Task objective:
Pictures aside, repeat every record below exactly.
== Dataset excerpts ==
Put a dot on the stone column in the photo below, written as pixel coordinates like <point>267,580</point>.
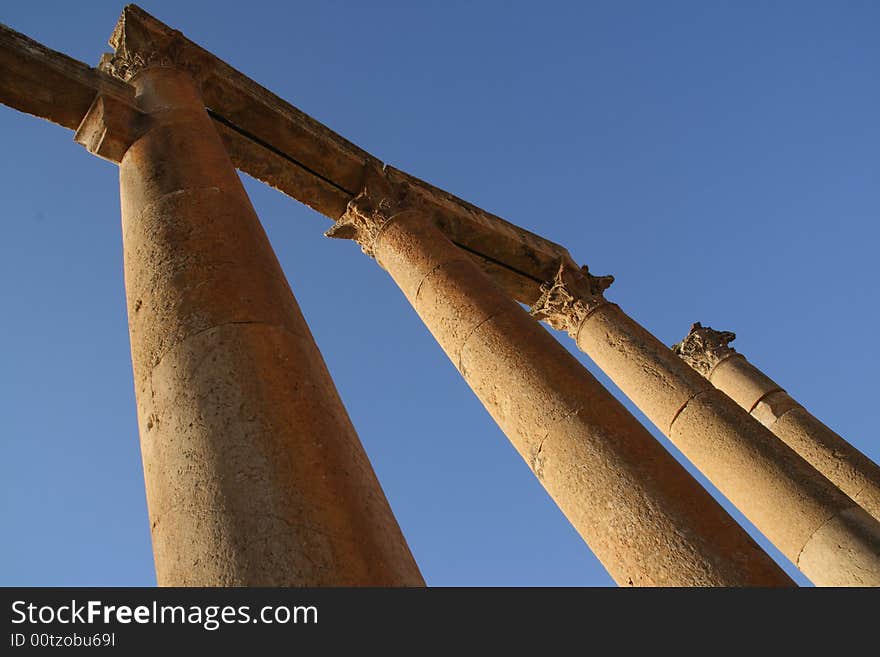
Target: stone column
<point>642,514</point>
<point>254,473</point>
<point>831,539</point>
<point>709,353</point>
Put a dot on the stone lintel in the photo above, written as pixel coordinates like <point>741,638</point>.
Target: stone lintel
<point>37,80</point>
<point>109,127</point>
<point>571,295</point>
<point>704,347</point>
<point>266,137</point>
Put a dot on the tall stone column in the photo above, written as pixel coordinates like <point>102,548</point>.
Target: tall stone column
<point>831,539</point>
<point>709,352</point>
<point>643,515</point>
<point>254,473</point>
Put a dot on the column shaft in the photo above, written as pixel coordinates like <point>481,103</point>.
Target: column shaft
<point>830,538</point>
<point>708,352</point>
<point>254,472</point>
<point>642,514</point>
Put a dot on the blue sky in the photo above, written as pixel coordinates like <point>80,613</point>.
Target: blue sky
<point>720,159</point>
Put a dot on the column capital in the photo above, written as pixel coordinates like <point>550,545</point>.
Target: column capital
<point>109,127</point>
<point>141,42</point>
<point>573,294</point>
<point>704,347</point>
<point>369,212</point>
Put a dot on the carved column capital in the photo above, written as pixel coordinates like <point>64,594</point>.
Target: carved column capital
<point>573,294</point>
<point>704,347</point>
<point>369,212</point>
<point>141,43</point>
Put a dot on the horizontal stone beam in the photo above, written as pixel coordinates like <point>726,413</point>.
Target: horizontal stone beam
<point>274,142</point>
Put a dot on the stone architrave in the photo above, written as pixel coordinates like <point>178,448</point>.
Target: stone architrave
<point>643,515</point>
<point>254,473</point>
<point>830,538</point>
<point>709,352</point>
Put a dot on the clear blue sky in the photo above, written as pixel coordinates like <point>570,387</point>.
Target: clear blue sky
<point>720,159</point>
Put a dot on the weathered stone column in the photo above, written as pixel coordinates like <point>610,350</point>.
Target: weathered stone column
<point>709,353</point>
<point>830,538</point>
<point>643,515</point>
<point>254,473</point>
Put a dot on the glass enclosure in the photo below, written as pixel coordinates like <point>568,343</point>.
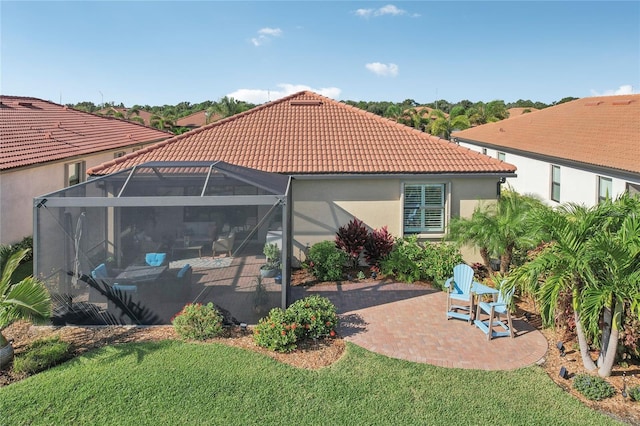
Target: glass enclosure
<point>134,247</point>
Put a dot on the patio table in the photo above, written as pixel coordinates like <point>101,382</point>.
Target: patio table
<point>141,273</point>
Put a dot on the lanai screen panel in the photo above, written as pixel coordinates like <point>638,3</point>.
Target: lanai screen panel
<point>136,246</point>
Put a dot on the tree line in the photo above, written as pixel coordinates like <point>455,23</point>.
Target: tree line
<point>438,118</point>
===
Exercise answer:
Put a dot on the stone column in the photo below, written as pixel coordinates like <point>267,580</point>.
Target: stone column
<point>642,514</point>
<point>254,473</point>
<point>831,539</point>
<point>709,353</point>
Put a dot on the stone lintel in the photo above, written as pixel coordinates like <point>741,638</point>.
Target: stone lintel
<point>37,80</point>
<point>109,127</point>
<point>571,295</point>
<point>704,347</point>
<point>266,137</point>
Put a dot on the tall stone column in the photo above, written as pixel coordinates like <point>102,548</point>.
Target: tall stone column
<point>831,539</point>
<point>709,352</point>
<point>643,515</point>
<point>254,473</point>
Put a dot on the column shaft in the photo above, written as pixel coordinates like <point>481,103</point>.
Target: column shaft
<point>830,538</point>
<point>708,352</point>
<point>254,472</point>
<point>642,514</point>
Put a dot on the blue sky in the photo above, written as pixel coordinates like <point>80,613</point>.
Target: blue sky
<point>720,159</point>
Put a dot on the column capital in the photo above, written as pixel coordinates like <point>550,545</point>.
Target: column capital
<point>109,127</point>
<point>141,42</point>
<point>573,294</point>
<point>704,347</point>
<point>369,212</point>
Put a dot on the carved column capital in the photo above, written as pixel coordinates like <point>64,594</point>.
Target: carved column capital
<point>573,294</point>
<point>704,347</point>
<point>369,212</point>
<point>141,43</point>
Put a dot on the horizontal stone beam in the photo above, written as pixel coordinates like <point>726,413</point>.
Target: horizontal stone beam
<point>274,142</point>
Put a dot on the stone architrave in the photo above, written as pixel coordinates like <point>178,448</point>.
Target: stone architrave
<point>643,515</point>
<point>254,473</point>
<point>830,538</point>
<point>709,352</point>
Put a dot on the clear blue sky in the photo above, written as pixel coordinates like <point>570,387</point>.
Target: clear blue sky
<point>720,159</point>
Put a dot on the weathered stone column in the photo above, written as pixel coordinates like <point>610,350</point>.
Target: weathered stone column
<point>709,353</point>
<point>830,538</point>
<point>643,515</point>
<point>254,473</point>
Put a dot on the glass enclosure in the photo below, written as pixel coordinates like <point>568,343</point>.
Target: glass enclosure
<point>134,247</point>
Put a dot on the patio table in the photo above, written as pixel coordinates like <point>101,382</point>.
Target: patio table
<point>141,273</point>
Put a dot on the lanai screen panel in the photo above, written as pixel coordinates like <point>638,3</point>.
Target: lanai screen panel
<point>136,246</point>
Put a dot on the tree line in the photo above, written as pixel coordinates like <point>455,23</point>.
Target: tree line
<point>438,118</point>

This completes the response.